= Information =
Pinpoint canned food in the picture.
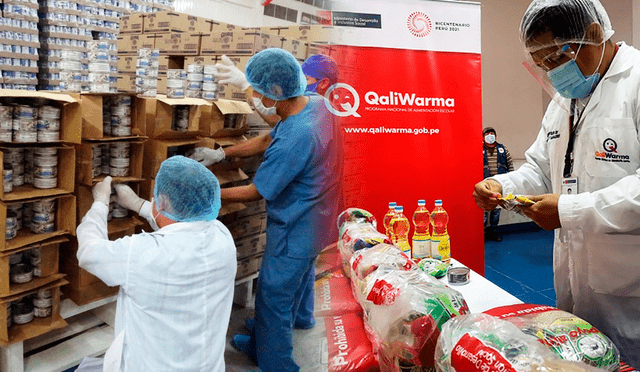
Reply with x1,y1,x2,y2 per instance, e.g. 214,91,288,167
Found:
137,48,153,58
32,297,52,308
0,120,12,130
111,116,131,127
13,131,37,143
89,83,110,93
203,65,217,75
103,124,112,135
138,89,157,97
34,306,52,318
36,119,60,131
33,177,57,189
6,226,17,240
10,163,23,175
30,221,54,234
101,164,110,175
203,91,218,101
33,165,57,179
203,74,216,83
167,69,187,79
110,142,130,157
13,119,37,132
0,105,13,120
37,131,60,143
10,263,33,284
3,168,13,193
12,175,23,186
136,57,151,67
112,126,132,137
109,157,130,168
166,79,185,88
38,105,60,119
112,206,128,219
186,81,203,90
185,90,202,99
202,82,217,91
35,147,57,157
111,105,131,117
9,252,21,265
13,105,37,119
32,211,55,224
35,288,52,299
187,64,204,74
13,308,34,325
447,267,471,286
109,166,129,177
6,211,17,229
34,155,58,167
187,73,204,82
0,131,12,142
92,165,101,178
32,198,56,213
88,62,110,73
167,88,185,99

---

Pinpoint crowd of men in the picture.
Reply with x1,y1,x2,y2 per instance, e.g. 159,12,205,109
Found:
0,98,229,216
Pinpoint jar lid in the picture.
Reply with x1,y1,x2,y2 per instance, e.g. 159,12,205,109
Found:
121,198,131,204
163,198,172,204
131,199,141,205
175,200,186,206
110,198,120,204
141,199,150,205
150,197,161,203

= Task requirements =
Look above for the line holding "Pinpoint canned food in the picture." and output everything from it down to the line holding "Reply with x1,y1,x2,y2 per instance, e.g. 214,91,288,167", both ends included, exactly and without images.

= Exercise response =
Pinpoint canned food in the picture.
Reply with x1,y1,x2,y2 per instance, e.g. 214,91,288,167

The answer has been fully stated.